Supplied records>
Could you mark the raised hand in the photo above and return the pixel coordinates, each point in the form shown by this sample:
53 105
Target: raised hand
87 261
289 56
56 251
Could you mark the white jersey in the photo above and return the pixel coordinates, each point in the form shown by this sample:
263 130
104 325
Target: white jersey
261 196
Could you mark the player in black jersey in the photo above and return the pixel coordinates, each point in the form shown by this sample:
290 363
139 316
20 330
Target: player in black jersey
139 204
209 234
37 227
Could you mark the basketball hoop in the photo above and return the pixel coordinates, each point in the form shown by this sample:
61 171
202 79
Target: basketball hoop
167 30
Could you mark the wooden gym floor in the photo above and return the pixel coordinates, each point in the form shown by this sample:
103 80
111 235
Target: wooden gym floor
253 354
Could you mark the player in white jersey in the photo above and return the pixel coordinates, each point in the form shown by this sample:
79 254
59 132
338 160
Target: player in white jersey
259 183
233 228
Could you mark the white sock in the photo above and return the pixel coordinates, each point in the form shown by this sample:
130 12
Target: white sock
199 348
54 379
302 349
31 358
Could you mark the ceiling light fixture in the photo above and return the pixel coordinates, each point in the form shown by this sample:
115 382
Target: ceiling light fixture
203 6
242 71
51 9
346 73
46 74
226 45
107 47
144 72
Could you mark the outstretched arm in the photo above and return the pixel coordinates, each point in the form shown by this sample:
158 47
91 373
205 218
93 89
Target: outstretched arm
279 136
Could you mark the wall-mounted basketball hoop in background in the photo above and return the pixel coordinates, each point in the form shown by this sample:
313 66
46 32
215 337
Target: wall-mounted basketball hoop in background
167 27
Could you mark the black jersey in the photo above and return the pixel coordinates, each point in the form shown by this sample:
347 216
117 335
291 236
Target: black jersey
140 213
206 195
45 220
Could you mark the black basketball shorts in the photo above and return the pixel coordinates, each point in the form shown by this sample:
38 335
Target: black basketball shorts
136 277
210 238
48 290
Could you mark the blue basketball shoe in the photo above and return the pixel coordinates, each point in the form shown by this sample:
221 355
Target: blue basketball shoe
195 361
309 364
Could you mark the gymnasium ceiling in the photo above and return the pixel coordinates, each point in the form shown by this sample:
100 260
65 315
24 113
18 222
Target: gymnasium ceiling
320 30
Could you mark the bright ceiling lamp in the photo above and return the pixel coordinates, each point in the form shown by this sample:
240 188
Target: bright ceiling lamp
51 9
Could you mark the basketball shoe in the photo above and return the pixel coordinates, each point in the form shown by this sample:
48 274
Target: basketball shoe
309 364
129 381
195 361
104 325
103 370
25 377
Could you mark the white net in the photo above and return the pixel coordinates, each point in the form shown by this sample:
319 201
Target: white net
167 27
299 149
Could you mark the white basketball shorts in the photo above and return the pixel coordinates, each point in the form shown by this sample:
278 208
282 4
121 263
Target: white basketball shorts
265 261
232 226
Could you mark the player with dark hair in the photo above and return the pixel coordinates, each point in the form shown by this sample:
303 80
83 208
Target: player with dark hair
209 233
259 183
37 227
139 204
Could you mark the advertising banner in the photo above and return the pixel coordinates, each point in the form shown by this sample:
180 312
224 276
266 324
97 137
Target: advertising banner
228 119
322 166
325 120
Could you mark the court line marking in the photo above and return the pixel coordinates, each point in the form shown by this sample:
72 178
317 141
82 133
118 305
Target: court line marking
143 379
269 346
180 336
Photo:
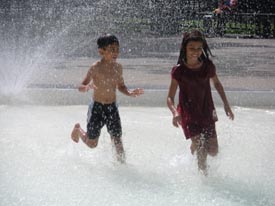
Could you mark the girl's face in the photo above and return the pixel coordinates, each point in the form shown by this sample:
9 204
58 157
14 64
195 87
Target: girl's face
193 51
111 52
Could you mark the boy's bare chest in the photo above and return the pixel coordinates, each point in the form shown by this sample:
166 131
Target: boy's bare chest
110 75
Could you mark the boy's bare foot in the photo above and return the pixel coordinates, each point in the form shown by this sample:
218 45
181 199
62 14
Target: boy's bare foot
75 133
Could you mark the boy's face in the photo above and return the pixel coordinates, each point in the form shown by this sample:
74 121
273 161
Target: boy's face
193 50
110 53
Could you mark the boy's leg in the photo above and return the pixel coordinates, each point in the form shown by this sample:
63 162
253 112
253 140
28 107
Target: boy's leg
120 154
79 132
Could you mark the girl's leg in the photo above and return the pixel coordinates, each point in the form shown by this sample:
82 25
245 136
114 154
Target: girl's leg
212 146
199 146
79 132
118 145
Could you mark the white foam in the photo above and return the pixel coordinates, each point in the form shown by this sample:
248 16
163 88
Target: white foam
40 165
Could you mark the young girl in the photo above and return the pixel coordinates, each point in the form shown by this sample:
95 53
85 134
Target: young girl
195 111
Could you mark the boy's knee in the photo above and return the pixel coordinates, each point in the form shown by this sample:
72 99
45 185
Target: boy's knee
213 152
91 143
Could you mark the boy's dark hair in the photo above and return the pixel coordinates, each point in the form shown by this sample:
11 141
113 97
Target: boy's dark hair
106 40
194 35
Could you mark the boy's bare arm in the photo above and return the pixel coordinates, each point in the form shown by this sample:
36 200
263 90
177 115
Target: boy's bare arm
85 85
136 92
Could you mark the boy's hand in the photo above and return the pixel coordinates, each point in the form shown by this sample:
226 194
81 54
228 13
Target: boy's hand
136 92
177 120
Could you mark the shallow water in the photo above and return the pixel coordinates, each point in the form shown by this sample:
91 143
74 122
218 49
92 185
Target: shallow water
40 165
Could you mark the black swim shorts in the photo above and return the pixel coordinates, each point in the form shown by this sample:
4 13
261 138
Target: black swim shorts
103 114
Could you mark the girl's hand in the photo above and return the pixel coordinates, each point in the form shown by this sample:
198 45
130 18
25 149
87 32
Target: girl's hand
136 92
92 86
177 120
228 112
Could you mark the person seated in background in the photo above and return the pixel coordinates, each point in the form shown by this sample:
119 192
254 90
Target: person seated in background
226 6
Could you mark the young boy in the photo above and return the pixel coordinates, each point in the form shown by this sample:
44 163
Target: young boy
104 77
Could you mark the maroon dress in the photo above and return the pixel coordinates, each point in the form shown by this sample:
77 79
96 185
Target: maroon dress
195 99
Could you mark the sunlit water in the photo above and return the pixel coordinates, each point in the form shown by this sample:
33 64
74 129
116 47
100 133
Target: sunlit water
40 165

Exercise> Exactly as written, return every line of the listing, but not the pictures.

The answer>
Could you mark the raised hand in the photo above and return the pixel coordinates, each point in the form shown by this sample:
53 105
Target: raised hand
87 261
289 56
56 251
Could you mark the white jersey in the photo above and return the pixel coordinates, each point in the form shown by this sample:
263 130
104 325
Target: white jersey
261 196
Could you mark the player in black jersey in the photo above and return the pixel coordinates, each point in the form shown by this sample:
290 363
139 316
20 330
Target: player in black jersey
139 204
209 234
37 227
Could you mark the basketball hoop in the photo above and return the pixel coordinates, each point in the form shown by this sample:
61 171
202 79
Target: basketball hoop
167 30
Could you mark the wooden gym floor in the photo above and return the pixel coordinates, each point in the form shown by this sample:
103 80
111 235
Target: wooden gym floor
253 354
Could you mark the player in white jersey in the photo above and return the pixel coordinates, each point in the form shown by this sample:
79 254
59 132
338 160
Target: player in white jersey
259 183
233 228
Could you mark the white sock in the photo above and return the pixel coordinates, each point in the form shown by this sample:
130 12
Target: white sock
199 348
54 379
302 349
31 358
Could you mark the ceiling light fixture in the photo above and return the pixel coordinates, each point in the form shown by this sample:
115 382
Target: ceiling light fixture
203 6
242 71
51 9
346 73
46 74
226 45
107 47
144 72
Could you mark the outstretched arm in the photo above and return the pixel coordinates, each point in the form shown by this sample:
158 47
91 373
205 218
93 89
Target: outstretched arm
279 136
Could you mark the wall-mounted basketball hoop in background in the photo above and return the pixel coordinates, each point in the form shown by this sample:
313 66
46 32
215 337
Target: wall-mounted basketball hoop in background
167 27
Could you mark the black jersey in the photo above and return the pixel coordinates, each point in the form shown by this sample:
347 216
117 335
291 236
Target: black jersey
140 213
206 195
45 220
Could you mark the black basketball shorts in the photo above and return the pixel coordinates, each point in the form shown by this sample:
38 335
Target: black basketball shorts
136 277
210 238
48 290
Could you mark the blue basketball shoe in the photo above and return the pixel coordinates, each point in the form shown by this sample:
221 355
Target: blue basketball shoe
195 361
309 364
Could you mark the gymnasium ceiling in the photo above and return the pixel coordinates, each point in the form shown by this sample:
100 260
65 315
24 113
18 222
Target: gymnasium ceiling
320 30
Could you mark the bright ceiling lamp in the photo above and return the pixel coordinates, each point in the form shown by this sample:
240 188
Target: bright ceiling lamp
51 9
Could you mark the basketball shoe in the photo above and return the pixel coordinates, each point in the form shown by this sample:
48 274
Target: basketball shoe
309 364
129 381
195 361
104 325
103 370
25 377
Could you mark the white net in the photo above and return the pixel coordinates, each point in the form shown by this sample:
319 201
Target: white net
167 27
299 149
Could you mark the white basketball shorts in the photo above and return the pixel coordinates, each point in the form shown by this sample:
278 208
282 4
121 263
Target: white basketball shorts
265 261
232 226
Could you mark the player with dark hair in the photo above and return the pixel coordinates, each point in the form shown by this sample:
303 80
83 208
Target: player with dark hair
209 233
259 183
37 227
139 204
Could you mark the advertising banner in the photo above and return the pixel coordinates, each point in the form shown by this sample:
180 312
224 276
266 324
97 137
Target: advertising banner
228 119
322 166
325 120
Could you mark the court line marking in the photo above and return the pixel coordinates, each point in the form shown by this sample:
72 178
317 141
82 133
118 305
Target: court line marking
143 379
269 346
180 336
Photo:
Could you mark the girl's face in the photo above and return the pixel coordinates, each point in the form shown by this sample:
9 204
58 157
14 64
195 87
Target: girl's face
193 51
111 52
Could you mark the boy's bare chest in the photo above and return the pixel coordinates, each point in the form shown by this sample:
166 131
Target: boy's bare chest
110 75
Could you mark the boy's bare foot in the photo above and return the pixel coordinates, each point in the form shown by this sample:
218 45
181 199
62 14
Target: boy's bare foot
75 133
Could you mark the boy's face in the photo above and return the pixel coordinates, each point in the form shown by this sample:
74 121
273 161
Target: boy's face
193 50
110 53
Could you mark the boy's leg in the photo above and return the pixel coordinates, each point in the form shown by this sample:
63 162
253 112
253 140
28 107
Target: boy's leg
120 154
79 132
Could you mark the girl's leg in the photo above and return the pixel coordinates, each point in the form shown by this sample:
82 25
245 136
114 154
Target: girl's leg
212 146
199 146
79 132
118 145
Could you mark the white foam in the photo above and return the pixel coordinates, each point in the form shown by this sample:
248 16
163 88
Target: white foam
40 165
Could you mark the young girl in the photo above and return the pixel coordinates, each point in the form shown by this sample:
95 53
85 134
Target: young girl
195 111
Could you mark the boy's knee in the photo above and return the pixel coordinates, each point in the form shown by this sample:
72 99
45 185
Target: boy's knee
213 152
91 143
Could you mark the boy's dark hair in the photo above and return the pixel coordinates, each point in the form shown by this sample:
11 141
113 97
Target: boy's dark hair
106 40
194 35
Could you mark the boy's bare arm in the photo above and return the pixel coordinates, each point in the form shown by this sample:
36 200
263 90
177 115
Target: boy's bare arm
85 85
136 92
Could you mark the boy's hand in the photo above and return the pixel coordinates, each point in the form shown by this sample:
226 194
81 54
228 13
Target: boy's hand
136 92
177 120
Could you mark the shallow water in the photo above and return the pixel coordinates, each point in the form shown by this sample:
91 143
74 122
218 49
92 185
Target: shallow water
40 165
Could you mark the black swim shorts in the photo above and return the pixel coordinates, each point in the form shown by this sample:
4 13
261 138
Target: black swim shorts
103 114
Could you mark the girl's hand in the photo above and return the pixel coordinates, each point in the form shown by this sample:
198 45
130 18
25 149
87 32
Target: girl's hand
136 92
92 86
177 120
228 112
Could you mark the person seated in background in the photo above and return the pixel coordinates, each point in the form shown by this sample:
119 192
254 90
Target: person seated in background
226 6
Could you mark the young boy in the photo above and return the pixel coordinates, each point in the form shown by this sample:
44 163
Target: young boy
104 77
Could you mark the maroon dress in the photo above and return the pixel coordinates, each point in the form shown by this sample:
77 79
96 185
Target: maroon dress
195 99
Could you mark the sunlit water in the photo above and return the pixel coordinates, each point in the form shown by this sample:
33 64
74 129
116 47
100 133
Target: sunlit water
40 165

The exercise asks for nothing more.